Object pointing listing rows
◇ ◇ ◇ ◇
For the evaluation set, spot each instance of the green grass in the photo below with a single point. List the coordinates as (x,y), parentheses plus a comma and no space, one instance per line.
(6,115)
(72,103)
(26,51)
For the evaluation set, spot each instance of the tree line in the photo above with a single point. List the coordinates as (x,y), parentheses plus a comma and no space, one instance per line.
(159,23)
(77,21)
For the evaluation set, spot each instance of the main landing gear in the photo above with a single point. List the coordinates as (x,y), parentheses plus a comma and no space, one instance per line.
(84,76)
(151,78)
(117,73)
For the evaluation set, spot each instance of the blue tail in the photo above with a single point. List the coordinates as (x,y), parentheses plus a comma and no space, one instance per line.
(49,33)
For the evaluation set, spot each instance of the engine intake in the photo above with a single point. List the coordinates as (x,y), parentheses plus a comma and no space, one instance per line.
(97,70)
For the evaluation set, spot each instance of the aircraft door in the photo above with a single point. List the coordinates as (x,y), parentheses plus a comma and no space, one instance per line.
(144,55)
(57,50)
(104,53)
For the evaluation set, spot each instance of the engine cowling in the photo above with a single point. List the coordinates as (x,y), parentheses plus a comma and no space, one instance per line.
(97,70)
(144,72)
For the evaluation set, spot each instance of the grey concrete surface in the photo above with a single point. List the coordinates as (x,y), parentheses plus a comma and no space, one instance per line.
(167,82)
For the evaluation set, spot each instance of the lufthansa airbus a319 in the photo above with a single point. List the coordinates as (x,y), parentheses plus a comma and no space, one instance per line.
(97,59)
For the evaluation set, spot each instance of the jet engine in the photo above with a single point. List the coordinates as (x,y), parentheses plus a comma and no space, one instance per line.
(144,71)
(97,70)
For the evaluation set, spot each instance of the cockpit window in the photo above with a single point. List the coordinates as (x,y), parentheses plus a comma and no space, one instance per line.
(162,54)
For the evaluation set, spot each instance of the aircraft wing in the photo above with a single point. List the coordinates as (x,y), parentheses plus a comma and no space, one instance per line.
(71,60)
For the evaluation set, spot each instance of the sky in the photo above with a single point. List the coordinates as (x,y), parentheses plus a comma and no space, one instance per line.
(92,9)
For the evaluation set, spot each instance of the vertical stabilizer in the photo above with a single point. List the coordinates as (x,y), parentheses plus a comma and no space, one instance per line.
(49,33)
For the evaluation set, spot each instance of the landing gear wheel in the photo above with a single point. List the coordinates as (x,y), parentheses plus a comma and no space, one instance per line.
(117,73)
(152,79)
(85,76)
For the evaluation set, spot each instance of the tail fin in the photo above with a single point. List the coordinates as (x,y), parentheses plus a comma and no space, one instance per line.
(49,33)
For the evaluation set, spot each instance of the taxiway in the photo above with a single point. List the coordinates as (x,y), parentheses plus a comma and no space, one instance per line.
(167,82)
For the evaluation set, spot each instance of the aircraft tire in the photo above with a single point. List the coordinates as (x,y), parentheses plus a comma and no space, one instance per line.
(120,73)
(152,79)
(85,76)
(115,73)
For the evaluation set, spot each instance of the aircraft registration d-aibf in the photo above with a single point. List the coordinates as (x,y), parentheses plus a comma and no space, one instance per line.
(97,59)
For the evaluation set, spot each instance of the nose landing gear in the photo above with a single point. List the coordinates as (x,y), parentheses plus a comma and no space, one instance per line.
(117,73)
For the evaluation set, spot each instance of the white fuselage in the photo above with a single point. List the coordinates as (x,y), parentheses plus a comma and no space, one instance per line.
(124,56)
◇ ◇ ◇ ◇
Task prompt.
Render every line of the listing above as a Markdown table with the columns "No." and "Line," numbering the rows and omitting blank lines.

Reply.
| No. | Line |
|---|---|
| 1 | For the evaluation set, spot each instance of the green grass in the photo below with a single point. List the coordinates as (x,y), parentheses plus a comma and no space, one instance per line. |
| 2 | (6,115) |
| 3 | (72,103) |
| 4 | (26,51) |
| 5 | For the evaluation set, spot each instance of the tree line in the photo above with a single point. List the coordinates as (x,y), parentheses plus a comma and no space, one instance per line. |
| 6 | (159,23) |
| 7 | (77,21) |
| 8 | For the evaluation set, spot each instance of the main landing gear in the photo above with a single point. List the coordinates as (x,y), parentheses plus a comma and no space, one instance per line. |
| 9 | (84,76) |
| 10 | (151,78) |
| 11 | (117,73) |
| 12 | For the evaluation set, spot each instance of the blue tail in the photo above with a single point. List the coordinates as (x,y), parentheses plus a comma and no space, one instance per line. |
| 13 | (49,33) |
| 14 | For the evaluation set, spot each instance of the engine intake in the photo above with a single point. List the coordinates as (x,y), parentheses plus a comma and no space, one instance per line. |
| 15 | (97,70) |
| 16 | For the evaluation set, spot each instance of the aircraft door in the photo above with a single point. List the coordinates as (x,y), parentheses plus a comma and no space, one instance per line. |
| 17 | (144,55) |
| 18 | (57,50) |
| 19 | (104,53) |
| 20 | For the evaluation set, spot each instance of the engine cowling in the photo above with a single point. List the coordinates as (x,y), parentheses plus a comma and no space, one instance per line. |
| 21 | (97,70) |
| 22 | (144,72) |
| 23 | For the evaluation set, spot each instance of the grey concrete surface in the photo above with a single point. List the coordinates as (x,y), parentheses plus a comma and no space, one instance per line. |
| 24 | (167,82) |
| 25 | For the evaluation set, spot each instance of the lufthansa airbus a319 in the photo above with a single point. List the coordinates as (x,y), parentheses plus a comma and no space, one instance per line. |
| 26 | (97,59) |
| 27 | For the evaluation set, spot each instance of the jet engine in the photo above with a single point. List the coordinates as (x,y), parentheses plus a comma and no space, one instance per line. |
| 28 | (144,71) |
| 29 | (97,70) |
| 30 | For the evaluation set, spot each instance of the cockpit window in the photo above with a single point. List the coordinates as (x,y), parentheses plus a comma and no space, one instance per line. |
| 31 | (162,54) |
| 32 | For the evaluation set, spot each instance of the aircraft wing in the photo above with a single point. List the coordinates as (x,y), parentheses plus a comma and no space, one instance per line. |
| 33 | (71,60) |
| 34 | For the evaluation set, spot each instance of the sky in the photo above with a single point. List the coordinates as (x,y), parentheses plus a comma and no space, one instance per line. |
| 35 | (92,9) |
| 36 | For the evaluation set, spot each instance of the vertical stabilizer in the photo above with a single point. List the coordinates as (x,y), parentheses plus a comma and no space, one instance per line. |
| 37 | (49,33) |
| 38 | For the evaluation set, spot each instance of the landing gear wheel in the photo above with a single point. List the coordinates as (x,y), parentheses plus a comma and no space, one instance per line. |
| 39 | (117,73) |
| 40 | (152,79) |
| 41 | (85,76) |
| 42 | For the evaluation set, spot each instance of the tail fin in the photo above with a single point. List the coordinates as (x,y), parentheses plus a comma and no space, one instance per line. |
| 43 | (49,33) |
| 44 | For the evaluation set, spot each instance of the taxiway in the photo above with a single point. List the coordinates as (x,y), parentheses plus a comma and no space, one instance per line. |
| 45 | (167,82) |
| 46 | For the evaluation set, spot each instance of the aircraft tire in the photo above with a single point. List the coordinates as (x,y), parentheses plus a comma and no space, one instance per line. |
| 47 | (120,73) |
| 48 | (152,79) |
| 49 | (85,76) |
| 50 | (115,73) |
| 51 | For the evaluation set, spot each instance of the aircraft registration d-aibf in the photo above with a single point. List the coordinates as (x,y), parentheses plus a comma and no space, one instance per line. |
| 52 | (97,59) |
| 53 | For the evaluation set, spot each instance of the nose landing gear in the photo above with a single point. List the coordinates as (x,y), parentheses plus a comma and no space, one instance per line. |
| 54 | (117,73) |
| 55 | For the evaluation set, spot each instance of the white fuselage in the photo above with a single point. List the coordinates as (x,y), parentheses plus a comma and no space, one instance per line. |
| 56 | (124,56) |